__Written task__: From the listing below, copy out word for word every line from the first one through the line containing "x=228, y=108", including both. Omit the pictures.

__Provided entries__:
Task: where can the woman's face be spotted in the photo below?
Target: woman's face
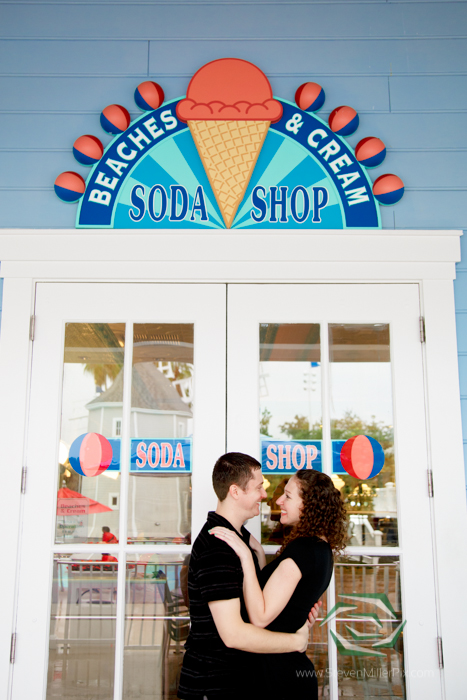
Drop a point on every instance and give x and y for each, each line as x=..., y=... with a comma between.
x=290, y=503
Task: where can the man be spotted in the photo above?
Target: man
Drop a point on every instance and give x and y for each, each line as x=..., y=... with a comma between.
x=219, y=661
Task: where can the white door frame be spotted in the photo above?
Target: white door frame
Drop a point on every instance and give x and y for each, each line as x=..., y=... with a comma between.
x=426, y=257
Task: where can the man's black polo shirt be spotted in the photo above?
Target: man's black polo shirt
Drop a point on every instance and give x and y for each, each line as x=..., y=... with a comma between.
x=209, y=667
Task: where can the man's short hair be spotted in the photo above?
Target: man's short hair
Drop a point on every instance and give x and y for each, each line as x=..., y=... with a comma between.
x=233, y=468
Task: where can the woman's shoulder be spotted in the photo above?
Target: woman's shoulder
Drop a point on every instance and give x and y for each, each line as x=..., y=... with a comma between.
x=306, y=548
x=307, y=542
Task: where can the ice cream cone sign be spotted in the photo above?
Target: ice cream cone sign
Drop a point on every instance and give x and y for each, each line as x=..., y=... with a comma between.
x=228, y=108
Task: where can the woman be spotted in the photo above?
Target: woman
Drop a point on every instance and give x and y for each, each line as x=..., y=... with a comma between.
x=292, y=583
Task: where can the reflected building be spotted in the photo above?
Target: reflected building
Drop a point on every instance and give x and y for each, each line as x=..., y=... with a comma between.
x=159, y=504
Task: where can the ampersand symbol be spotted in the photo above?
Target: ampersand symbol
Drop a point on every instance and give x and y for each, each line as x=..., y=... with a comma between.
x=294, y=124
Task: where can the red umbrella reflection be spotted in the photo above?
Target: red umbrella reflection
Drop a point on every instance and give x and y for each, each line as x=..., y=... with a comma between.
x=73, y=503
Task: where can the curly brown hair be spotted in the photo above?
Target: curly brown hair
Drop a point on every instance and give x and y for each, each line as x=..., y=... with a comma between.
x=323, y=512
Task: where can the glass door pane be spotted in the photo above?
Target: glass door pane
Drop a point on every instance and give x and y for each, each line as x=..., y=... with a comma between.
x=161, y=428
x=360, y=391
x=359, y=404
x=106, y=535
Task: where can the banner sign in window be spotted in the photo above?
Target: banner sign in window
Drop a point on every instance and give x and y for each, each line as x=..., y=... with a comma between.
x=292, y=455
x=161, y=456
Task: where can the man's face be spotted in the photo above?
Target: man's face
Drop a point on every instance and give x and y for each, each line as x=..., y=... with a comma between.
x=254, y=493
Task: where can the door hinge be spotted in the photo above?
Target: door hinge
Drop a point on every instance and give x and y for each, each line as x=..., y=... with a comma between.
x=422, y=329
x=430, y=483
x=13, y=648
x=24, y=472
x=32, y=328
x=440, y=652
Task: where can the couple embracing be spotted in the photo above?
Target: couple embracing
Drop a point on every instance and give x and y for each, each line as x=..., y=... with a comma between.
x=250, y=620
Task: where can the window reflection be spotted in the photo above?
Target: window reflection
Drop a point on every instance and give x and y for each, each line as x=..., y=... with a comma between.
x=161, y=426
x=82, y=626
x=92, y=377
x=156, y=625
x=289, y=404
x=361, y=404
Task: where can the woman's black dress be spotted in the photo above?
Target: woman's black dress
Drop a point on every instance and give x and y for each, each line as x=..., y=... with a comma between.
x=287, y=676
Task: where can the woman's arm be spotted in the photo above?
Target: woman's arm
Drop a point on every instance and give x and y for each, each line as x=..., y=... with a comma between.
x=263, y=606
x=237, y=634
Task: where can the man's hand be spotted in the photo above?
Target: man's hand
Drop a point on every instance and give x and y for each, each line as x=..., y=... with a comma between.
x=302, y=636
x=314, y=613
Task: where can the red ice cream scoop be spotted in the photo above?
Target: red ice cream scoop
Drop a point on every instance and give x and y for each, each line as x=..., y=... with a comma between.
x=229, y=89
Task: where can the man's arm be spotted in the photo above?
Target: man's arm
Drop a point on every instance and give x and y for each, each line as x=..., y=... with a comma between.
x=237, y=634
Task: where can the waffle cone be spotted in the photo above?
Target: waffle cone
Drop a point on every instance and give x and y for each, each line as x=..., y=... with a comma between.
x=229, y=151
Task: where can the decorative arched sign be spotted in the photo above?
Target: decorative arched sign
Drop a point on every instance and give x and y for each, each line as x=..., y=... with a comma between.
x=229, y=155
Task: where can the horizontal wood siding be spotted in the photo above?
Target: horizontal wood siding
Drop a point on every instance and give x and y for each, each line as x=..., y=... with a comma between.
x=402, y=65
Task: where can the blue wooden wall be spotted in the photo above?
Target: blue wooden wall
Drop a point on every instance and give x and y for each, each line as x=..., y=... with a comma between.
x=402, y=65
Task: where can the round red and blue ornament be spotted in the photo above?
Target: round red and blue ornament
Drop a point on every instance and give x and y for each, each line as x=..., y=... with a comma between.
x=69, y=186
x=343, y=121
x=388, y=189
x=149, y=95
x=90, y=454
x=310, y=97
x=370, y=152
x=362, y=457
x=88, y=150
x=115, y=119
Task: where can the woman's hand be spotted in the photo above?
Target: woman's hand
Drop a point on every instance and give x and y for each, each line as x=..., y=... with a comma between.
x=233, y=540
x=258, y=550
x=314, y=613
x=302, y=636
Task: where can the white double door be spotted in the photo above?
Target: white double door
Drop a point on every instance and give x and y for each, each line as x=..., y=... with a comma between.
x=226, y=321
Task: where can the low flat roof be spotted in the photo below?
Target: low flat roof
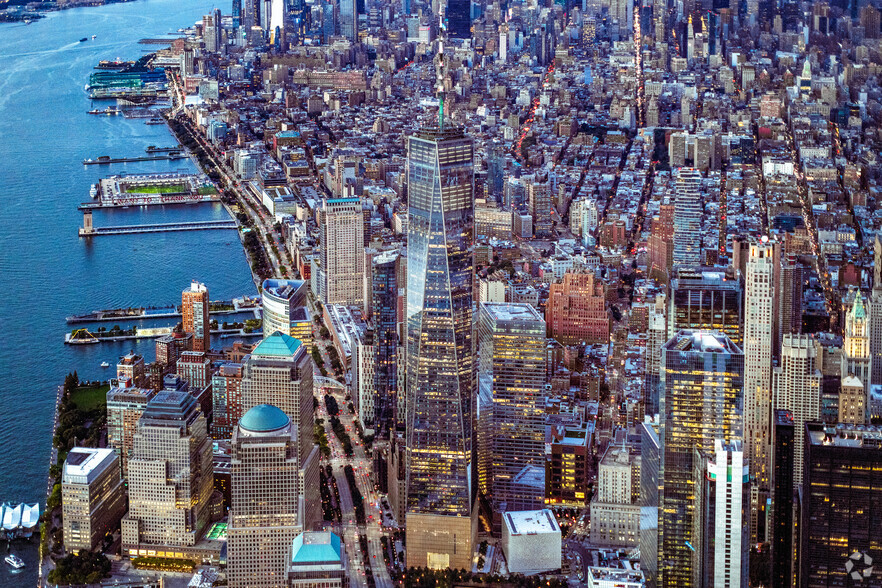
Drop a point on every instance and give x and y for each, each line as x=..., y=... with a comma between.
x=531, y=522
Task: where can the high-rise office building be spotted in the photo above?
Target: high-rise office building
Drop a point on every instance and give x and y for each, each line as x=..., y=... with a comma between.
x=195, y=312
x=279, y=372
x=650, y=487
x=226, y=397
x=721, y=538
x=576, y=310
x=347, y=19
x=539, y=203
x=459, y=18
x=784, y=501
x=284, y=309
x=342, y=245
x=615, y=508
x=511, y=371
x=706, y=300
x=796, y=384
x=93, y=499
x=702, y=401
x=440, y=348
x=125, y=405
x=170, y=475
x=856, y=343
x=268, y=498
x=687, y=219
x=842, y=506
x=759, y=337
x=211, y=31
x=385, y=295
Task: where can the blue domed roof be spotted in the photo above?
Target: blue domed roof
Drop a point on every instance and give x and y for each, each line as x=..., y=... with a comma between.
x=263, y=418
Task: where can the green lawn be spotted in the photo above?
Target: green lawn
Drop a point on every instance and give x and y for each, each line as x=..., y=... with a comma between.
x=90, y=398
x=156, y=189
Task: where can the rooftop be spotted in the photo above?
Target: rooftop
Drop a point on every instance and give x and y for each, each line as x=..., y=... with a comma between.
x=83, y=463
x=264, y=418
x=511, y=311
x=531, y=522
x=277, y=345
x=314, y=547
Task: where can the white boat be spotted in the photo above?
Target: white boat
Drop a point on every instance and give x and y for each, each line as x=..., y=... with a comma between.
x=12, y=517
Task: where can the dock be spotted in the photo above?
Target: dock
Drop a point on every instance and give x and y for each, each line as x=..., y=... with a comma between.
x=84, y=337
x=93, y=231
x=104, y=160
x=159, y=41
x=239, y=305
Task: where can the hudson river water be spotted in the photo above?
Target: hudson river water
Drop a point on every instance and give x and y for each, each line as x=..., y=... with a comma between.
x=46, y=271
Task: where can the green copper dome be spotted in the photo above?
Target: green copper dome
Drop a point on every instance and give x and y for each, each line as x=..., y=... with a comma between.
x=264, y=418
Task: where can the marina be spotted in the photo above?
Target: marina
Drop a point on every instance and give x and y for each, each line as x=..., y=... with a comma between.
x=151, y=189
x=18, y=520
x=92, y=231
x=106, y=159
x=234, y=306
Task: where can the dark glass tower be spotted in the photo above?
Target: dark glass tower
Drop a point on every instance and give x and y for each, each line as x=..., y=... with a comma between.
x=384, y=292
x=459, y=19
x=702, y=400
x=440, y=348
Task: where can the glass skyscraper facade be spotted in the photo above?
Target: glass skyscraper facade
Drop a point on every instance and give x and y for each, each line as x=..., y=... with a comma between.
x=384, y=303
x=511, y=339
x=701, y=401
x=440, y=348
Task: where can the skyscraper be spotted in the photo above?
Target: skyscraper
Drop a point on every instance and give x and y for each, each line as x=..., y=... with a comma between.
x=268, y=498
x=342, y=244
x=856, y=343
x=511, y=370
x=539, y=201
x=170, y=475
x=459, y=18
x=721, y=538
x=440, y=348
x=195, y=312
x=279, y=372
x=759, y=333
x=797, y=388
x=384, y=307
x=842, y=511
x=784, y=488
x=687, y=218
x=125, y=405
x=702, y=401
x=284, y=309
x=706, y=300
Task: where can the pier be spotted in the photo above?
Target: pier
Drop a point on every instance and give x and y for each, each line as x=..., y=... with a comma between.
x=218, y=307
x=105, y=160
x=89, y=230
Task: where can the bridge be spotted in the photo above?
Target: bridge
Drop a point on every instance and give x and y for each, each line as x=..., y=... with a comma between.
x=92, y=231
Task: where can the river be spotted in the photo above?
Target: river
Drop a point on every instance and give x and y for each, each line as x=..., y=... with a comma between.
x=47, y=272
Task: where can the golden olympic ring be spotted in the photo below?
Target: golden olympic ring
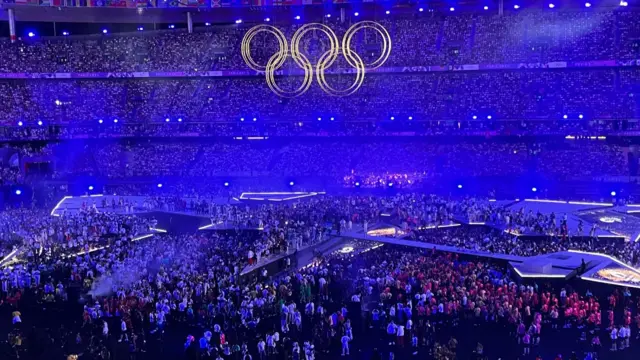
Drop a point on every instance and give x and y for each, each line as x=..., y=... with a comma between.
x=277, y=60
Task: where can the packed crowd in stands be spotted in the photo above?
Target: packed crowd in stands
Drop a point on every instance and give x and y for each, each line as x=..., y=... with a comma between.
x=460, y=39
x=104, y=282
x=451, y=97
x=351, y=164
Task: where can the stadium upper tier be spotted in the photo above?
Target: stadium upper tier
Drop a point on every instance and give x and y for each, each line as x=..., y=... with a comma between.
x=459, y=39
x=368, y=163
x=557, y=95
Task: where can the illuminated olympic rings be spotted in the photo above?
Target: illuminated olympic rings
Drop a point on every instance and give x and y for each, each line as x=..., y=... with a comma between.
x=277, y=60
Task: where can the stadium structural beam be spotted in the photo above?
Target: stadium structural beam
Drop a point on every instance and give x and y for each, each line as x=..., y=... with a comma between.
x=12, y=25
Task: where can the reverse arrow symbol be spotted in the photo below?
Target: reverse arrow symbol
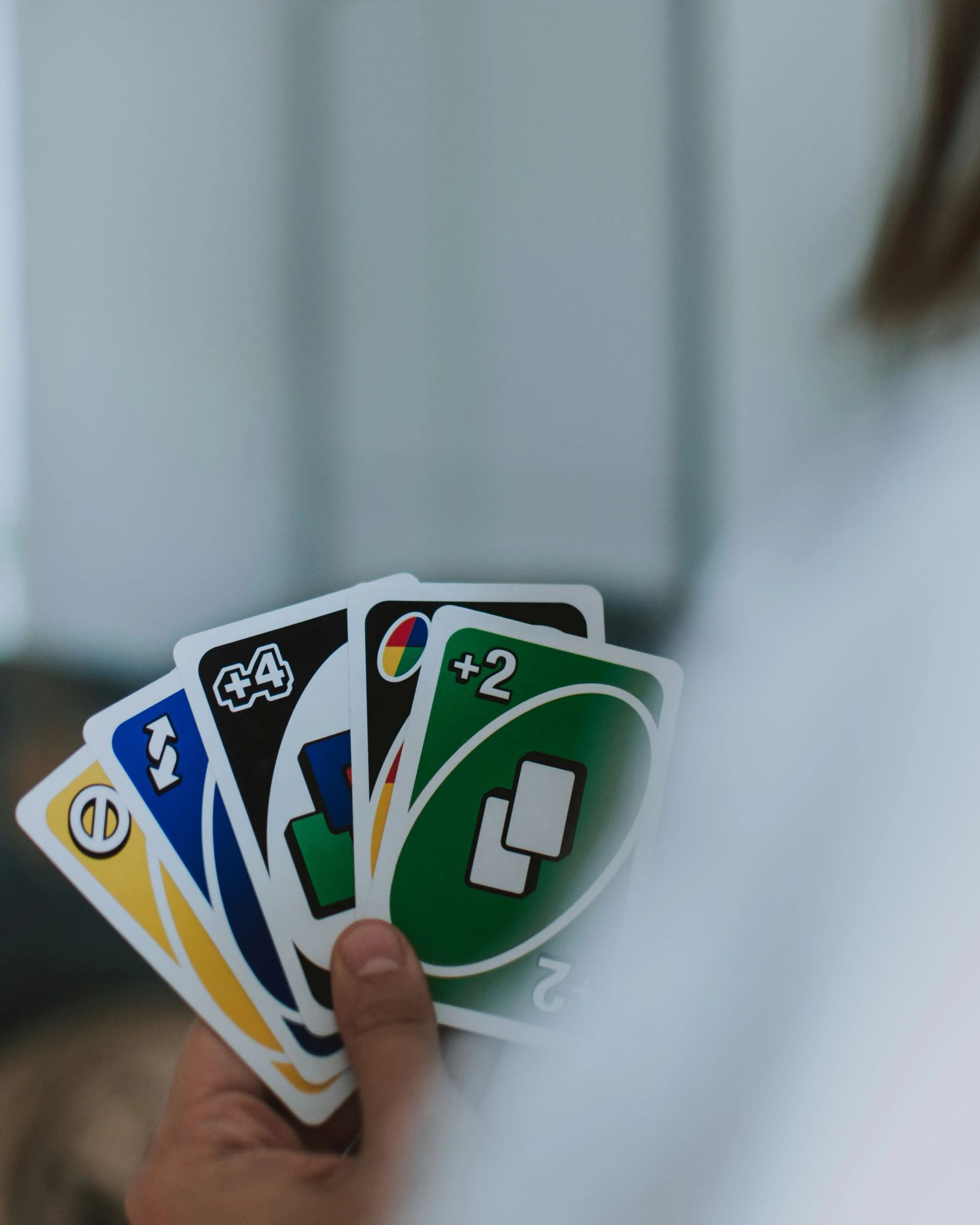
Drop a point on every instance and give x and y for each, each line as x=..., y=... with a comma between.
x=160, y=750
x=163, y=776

__Solution to this exercise__:
Task: where can the woman's face be spotted in the photo below?
Target: woman's face
Drop a point on every instance and give x and y for each, each line as x=..., y=... with a comma between.
x=290, y=503
Task: where can the man be spotted in the photo above?
Target: man
Drop a point on every instance and give x and y for each, each line as x=..., y=... with a comma between.
x=219, y=661
Task: where can the white door frame be spotted in the photo above?
Target: white door frame
Drop a point on every instance and give x and y for each, each line as x=..., y=... with a comma between.
x=426, y=257
Task: where can the man's black polo shirt be spotted in the photo above?
Target: man's black polo shirt
Drop a point on every instance and give x and y for each, each line as x=..., y=... with a comma between.
x=209, y=667
Task: where can the man's short hair be spotted in the photo above?
Target: man's short hair
Drop a point on every instance and give x and y for each, each line as x=..., y=... with a comma between.
x=233, y=468
Task: where can the woman's shoulder be spotted in the photo above?
Target: woman's shoulder
Drop a point on every instance and give x and y for each, each line as x=..., y=... with a comma between.
x=306, y=548
x=307, y=542
Task: where can the ice cream cone sign be spotted in the photo above?
Target: ice cream cone sign
Drop a point on every instance and give x and y for each, each line as x=..., y=... with a comma between.
x=228, y=108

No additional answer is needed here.